- **SELECTED EXCERPT**:
CHILD LABOR WORKSHOP
* We call for mobilizing international labor support to defend ILO
Convention No. 138, which bans child labor and makes public education
till the age of 15 mandatory. This convention should be maintained,
ratified and enforced universally.
* We endorse the proposal submitted by Helio Bicudo, renowned human rights activist in Brazil, to hold a second Session of the
International Tribunal on Child Labor in Sao Paulo, Brazil, on April
4-5, 1998. The scourge of child labor has intensified dramatically
since the first International Tribunal was held in Mexico City in
March 1996, encompassing now more than 250 million children. There is also a wholesale attack under way to "revise" ILO Convention No. 138 so that it is "less rigid." We must step up the international labor campaign to abolish child labor.
BUILDING INTERNATIONAL LABOR SOLIDARI
TY AND GLOBAL UNIONISM WORKSHOP
* We call for sending letters of protest to the Mexican government,
the Echlin Group and Hyundai, denouncing the egregious violation of
workers' rights and demanding respect for the right of workers to
organize in unions of their own choosing.

- **TO BE DONE**:
1. According to the workshop resolutions, where and when was the first International Tribunal on Child Labor held?
2. Translate this sentence from the workshop resolutions into Spanish: "We must step up the international labor campaign to abolish child labor."
3. Continue the workshop resolutions from their last sentence.
The items that follow are separate material, unrelated to the workshop resolutions.

- **RECORDED DATA**:
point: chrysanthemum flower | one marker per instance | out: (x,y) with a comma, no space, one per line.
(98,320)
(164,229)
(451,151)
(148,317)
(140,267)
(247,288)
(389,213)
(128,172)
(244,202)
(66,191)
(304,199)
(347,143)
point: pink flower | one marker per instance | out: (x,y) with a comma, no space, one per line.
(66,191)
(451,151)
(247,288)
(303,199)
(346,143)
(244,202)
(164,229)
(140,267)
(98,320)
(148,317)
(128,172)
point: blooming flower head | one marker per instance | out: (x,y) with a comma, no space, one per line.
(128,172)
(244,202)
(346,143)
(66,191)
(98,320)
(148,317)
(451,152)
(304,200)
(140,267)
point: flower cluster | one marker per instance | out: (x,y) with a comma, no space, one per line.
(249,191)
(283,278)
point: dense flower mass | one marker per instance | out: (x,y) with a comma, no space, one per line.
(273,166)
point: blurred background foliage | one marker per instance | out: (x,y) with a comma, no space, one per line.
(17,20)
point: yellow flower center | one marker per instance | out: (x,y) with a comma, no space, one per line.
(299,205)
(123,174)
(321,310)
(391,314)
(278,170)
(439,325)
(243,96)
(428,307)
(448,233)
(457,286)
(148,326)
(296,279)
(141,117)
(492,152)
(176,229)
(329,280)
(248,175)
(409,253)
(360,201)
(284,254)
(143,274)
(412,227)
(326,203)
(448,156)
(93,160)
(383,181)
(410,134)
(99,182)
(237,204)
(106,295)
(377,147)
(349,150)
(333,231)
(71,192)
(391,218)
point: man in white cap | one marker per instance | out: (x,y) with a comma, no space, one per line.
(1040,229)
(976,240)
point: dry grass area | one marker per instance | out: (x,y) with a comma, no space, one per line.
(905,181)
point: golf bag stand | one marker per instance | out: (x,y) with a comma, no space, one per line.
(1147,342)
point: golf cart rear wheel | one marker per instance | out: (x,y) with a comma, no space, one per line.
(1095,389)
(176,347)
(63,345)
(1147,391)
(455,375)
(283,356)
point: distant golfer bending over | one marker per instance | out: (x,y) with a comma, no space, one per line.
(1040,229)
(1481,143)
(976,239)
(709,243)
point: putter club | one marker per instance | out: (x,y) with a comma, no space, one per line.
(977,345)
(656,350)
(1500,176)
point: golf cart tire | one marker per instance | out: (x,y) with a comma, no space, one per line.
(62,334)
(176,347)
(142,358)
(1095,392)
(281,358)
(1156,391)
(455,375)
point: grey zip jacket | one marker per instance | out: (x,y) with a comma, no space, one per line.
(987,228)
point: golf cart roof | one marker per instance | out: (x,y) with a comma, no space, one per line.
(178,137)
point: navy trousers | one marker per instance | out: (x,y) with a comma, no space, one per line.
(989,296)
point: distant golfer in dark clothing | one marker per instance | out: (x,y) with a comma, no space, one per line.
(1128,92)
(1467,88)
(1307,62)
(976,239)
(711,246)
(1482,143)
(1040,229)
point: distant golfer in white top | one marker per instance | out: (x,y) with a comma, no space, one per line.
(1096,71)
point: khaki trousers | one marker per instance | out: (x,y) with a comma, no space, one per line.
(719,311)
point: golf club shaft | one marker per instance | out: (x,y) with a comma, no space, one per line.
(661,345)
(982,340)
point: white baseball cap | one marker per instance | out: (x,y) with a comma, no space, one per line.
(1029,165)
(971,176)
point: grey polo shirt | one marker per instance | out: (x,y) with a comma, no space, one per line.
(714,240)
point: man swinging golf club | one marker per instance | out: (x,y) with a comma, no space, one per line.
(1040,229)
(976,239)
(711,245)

- **WRITTEN RESPONSES**:
1. Mexico City, in March 1996.

2. Debemos intensificar la campaña laboral internacional para abolir el trabajo infantil.

3.
* We call for support for the ongoing campaigns to defend the rights
of workers at Han Young (Hyundai) and ITAPSA (Echlin Group) in
Tijuana, Mexico. We oppose any interference, internal or external,
with self determination for workers in developing their own
democratic rank and file organizations.
* We encourage all unions to establish and/or deepen relationships
with sister unions in the Western Hemisphere and in Asia, Europe, and
Africa, with the understanding that our futures are tied together.
* We believe that global unionism is essential to the survival of the
trade union movement and that international labor solidarity is our
primary tool against global corporate greed and privatization. We
therefore endorse direct links between rank and file workers in every
nation and across nations and we resolve that actions of
international solidarity in support of struggles be initiated at all
levels of request, with or without the support of institutional
bureaucracies.
* We strongly support the changes in the International Report of the
AFL-CIO and call for the total rejection of the policies and
practices of AIFLD and other institutes - often carried out in
collusion with the CIA.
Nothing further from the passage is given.